━━━━━ Source data

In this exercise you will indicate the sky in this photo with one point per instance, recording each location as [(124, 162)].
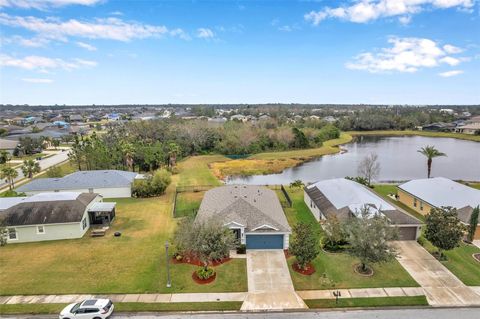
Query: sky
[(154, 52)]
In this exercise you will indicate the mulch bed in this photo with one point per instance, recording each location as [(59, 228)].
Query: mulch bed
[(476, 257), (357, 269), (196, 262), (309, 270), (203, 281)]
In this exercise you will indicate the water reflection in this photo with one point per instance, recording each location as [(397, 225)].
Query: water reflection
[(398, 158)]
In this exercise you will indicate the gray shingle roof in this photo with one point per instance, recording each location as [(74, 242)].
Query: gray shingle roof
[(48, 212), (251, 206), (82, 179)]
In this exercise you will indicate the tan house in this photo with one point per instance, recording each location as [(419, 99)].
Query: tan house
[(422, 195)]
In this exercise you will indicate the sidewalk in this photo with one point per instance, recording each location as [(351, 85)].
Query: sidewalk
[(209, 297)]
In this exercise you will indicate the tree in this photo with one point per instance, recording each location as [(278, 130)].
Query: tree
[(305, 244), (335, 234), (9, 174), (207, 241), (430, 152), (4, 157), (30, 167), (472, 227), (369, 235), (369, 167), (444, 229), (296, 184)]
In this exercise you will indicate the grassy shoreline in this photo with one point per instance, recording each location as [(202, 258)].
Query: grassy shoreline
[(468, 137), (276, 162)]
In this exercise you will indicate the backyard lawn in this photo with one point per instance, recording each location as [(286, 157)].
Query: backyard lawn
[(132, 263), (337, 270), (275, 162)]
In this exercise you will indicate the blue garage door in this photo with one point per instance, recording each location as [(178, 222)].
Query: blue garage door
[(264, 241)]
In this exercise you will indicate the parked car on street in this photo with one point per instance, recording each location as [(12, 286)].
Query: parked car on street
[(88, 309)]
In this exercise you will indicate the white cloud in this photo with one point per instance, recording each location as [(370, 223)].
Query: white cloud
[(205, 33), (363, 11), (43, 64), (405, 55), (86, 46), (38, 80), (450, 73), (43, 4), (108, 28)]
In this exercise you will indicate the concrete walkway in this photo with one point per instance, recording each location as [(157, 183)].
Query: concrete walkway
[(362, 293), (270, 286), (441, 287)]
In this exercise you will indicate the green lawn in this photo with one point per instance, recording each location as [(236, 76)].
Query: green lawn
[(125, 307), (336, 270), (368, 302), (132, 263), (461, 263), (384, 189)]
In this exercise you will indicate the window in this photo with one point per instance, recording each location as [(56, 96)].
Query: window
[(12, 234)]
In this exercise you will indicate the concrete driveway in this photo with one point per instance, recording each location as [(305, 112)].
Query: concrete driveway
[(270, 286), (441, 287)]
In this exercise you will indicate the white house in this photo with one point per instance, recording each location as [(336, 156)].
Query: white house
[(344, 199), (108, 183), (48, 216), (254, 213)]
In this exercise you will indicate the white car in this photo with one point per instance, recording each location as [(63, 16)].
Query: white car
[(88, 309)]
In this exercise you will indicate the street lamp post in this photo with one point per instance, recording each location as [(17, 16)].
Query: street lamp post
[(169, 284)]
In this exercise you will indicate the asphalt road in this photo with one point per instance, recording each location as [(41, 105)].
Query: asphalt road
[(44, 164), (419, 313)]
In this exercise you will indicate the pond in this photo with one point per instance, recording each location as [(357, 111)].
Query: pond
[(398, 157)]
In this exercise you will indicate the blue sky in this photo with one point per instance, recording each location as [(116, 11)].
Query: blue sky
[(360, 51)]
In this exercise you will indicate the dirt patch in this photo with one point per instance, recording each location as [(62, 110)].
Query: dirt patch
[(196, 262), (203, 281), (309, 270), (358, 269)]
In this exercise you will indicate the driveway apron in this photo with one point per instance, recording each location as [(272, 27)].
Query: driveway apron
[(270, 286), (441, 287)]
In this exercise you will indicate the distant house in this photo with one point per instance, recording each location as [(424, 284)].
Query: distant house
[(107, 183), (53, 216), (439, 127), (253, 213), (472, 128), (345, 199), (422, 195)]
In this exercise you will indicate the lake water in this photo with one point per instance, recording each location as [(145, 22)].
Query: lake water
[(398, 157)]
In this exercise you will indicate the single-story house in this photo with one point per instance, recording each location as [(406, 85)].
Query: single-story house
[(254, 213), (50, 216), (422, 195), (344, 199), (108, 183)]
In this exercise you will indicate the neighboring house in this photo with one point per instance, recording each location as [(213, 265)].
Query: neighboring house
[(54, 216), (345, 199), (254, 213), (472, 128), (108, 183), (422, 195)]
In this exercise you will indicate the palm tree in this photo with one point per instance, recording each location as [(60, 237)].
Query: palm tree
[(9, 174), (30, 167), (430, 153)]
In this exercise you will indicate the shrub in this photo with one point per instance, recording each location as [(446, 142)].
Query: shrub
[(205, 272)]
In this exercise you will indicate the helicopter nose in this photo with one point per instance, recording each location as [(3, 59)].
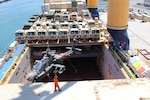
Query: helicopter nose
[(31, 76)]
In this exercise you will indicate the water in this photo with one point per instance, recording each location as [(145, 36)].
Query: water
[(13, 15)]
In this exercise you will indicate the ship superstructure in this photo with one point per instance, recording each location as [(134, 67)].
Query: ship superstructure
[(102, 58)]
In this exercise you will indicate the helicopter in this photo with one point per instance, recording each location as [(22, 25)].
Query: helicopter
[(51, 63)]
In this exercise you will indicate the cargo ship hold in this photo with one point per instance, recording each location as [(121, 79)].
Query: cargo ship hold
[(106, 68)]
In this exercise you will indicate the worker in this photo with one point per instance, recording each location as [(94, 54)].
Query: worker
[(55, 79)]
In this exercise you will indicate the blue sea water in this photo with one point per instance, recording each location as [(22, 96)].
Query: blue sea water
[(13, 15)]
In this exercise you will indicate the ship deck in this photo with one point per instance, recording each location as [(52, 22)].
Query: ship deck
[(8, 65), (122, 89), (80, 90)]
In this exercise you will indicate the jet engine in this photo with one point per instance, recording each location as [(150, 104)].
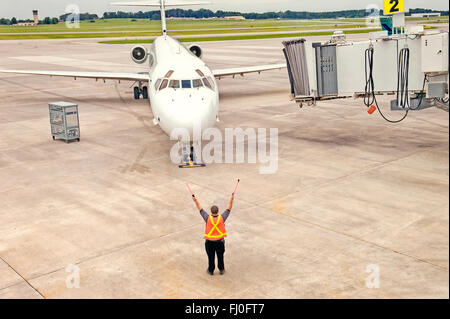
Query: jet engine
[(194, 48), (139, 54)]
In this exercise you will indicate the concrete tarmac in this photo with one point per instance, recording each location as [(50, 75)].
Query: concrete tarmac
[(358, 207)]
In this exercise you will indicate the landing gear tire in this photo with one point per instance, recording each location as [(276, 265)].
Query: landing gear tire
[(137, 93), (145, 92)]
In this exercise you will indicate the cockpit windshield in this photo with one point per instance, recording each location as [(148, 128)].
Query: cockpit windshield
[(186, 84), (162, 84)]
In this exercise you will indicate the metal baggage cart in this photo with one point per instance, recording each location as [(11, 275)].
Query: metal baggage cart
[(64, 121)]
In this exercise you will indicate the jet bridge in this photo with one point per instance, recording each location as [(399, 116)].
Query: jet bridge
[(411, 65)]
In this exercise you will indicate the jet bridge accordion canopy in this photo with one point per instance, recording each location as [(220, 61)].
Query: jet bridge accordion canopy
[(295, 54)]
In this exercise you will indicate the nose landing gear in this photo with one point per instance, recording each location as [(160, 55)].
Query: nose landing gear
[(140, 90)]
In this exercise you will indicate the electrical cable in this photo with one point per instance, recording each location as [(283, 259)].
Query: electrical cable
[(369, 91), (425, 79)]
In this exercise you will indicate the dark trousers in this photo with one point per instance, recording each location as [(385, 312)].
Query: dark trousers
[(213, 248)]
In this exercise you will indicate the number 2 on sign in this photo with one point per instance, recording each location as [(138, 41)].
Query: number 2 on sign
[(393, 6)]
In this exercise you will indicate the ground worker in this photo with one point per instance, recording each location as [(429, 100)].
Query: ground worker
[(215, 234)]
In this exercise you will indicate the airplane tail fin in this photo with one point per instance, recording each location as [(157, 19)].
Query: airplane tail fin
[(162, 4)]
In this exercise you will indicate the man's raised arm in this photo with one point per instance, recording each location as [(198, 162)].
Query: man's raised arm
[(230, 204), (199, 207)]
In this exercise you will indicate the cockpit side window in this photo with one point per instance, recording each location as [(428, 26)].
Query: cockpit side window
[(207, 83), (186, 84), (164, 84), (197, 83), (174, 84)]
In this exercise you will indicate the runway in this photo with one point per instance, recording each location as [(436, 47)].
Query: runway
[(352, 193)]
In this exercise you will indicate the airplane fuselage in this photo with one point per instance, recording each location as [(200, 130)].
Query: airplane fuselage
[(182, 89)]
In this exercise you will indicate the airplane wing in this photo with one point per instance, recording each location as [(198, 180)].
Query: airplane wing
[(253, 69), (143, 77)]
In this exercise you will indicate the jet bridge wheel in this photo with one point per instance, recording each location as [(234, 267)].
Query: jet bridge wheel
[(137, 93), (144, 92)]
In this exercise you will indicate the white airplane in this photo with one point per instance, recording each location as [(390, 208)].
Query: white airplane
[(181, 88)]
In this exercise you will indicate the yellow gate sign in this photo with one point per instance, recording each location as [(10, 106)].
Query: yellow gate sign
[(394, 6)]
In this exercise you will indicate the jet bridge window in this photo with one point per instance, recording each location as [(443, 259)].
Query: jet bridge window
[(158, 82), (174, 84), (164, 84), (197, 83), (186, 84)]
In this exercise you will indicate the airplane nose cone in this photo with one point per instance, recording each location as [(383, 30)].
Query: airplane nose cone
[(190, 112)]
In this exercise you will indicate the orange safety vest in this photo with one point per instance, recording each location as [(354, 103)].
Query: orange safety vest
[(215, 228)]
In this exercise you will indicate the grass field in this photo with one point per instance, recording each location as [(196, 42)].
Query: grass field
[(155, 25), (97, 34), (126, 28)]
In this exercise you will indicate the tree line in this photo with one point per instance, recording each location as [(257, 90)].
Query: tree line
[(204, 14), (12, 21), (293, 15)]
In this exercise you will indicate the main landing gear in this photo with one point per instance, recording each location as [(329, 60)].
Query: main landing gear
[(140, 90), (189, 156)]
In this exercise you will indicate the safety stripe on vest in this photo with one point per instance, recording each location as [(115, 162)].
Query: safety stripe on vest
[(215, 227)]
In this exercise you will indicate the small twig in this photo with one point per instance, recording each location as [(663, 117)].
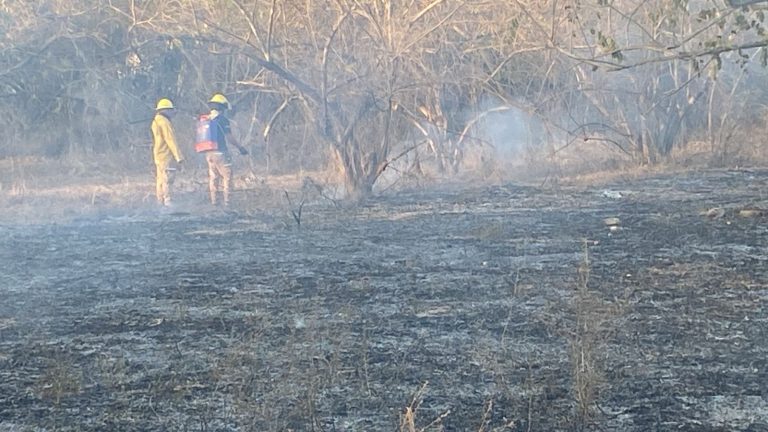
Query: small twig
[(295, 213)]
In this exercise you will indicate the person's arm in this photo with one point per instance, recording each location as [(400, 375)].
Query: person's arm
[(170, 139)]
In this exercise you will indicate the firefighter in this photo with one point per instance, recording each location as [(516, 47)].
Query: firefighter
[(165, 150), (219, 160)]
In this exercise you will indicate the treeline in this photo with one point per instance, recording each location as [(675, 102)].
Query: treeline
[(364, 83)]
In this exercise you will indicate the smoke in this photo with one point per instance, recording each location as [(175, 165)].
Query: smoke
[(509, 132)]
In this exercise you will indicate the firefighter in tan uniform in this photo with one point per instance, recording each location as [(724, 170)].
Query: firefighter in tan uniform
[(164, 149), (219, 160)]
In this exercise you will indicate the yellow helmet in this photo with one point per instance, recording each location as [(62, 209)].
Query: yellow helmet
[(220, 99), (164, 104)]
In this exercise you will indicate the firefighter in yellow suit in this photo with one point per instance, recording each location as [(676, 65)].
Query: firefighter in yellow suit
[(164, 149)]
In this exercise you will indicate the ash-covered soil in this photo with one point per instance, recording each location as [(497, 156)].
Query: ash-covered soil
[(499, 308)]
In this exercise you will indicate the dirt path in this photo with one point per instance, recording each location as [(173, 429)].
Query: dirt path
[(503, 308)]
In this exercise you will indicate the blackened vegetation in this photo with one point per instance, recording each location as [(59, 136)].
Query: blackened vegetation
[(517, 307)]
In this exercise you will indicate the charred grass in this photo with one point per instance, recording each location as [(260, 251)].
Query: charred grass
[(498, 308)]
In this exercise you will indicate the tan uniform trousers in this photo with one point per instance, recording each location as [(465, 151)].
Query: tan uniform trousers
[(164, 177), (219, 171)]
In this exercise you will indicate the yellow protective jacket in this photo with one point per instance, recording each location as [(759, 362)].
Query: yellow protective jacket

━━━━━━━━━━

### Written problem
Please copy out the items word for word, everything from the very start down to and including the line that contains "[(398, 158)]". Leave the pictures out of your answer.

### Reply
In this exercise you will indicate the sky in this photo with one point per instance, recording each location as [(124, 162)].
Query: sky
[(154, 52)]
In this exercise you will indicate the mulch bed in this photo with one point per instance, recording each location as [(59, 228)].
Query: mulch bed
[(476, 257), (357, 269), (196, 262), (309, 270), (203, 281)]
In this exercise you will indicate the water reflection in this photo with one point per instance, recording each location as [(397, 225)].
Query: water reflection
[(398, 158)]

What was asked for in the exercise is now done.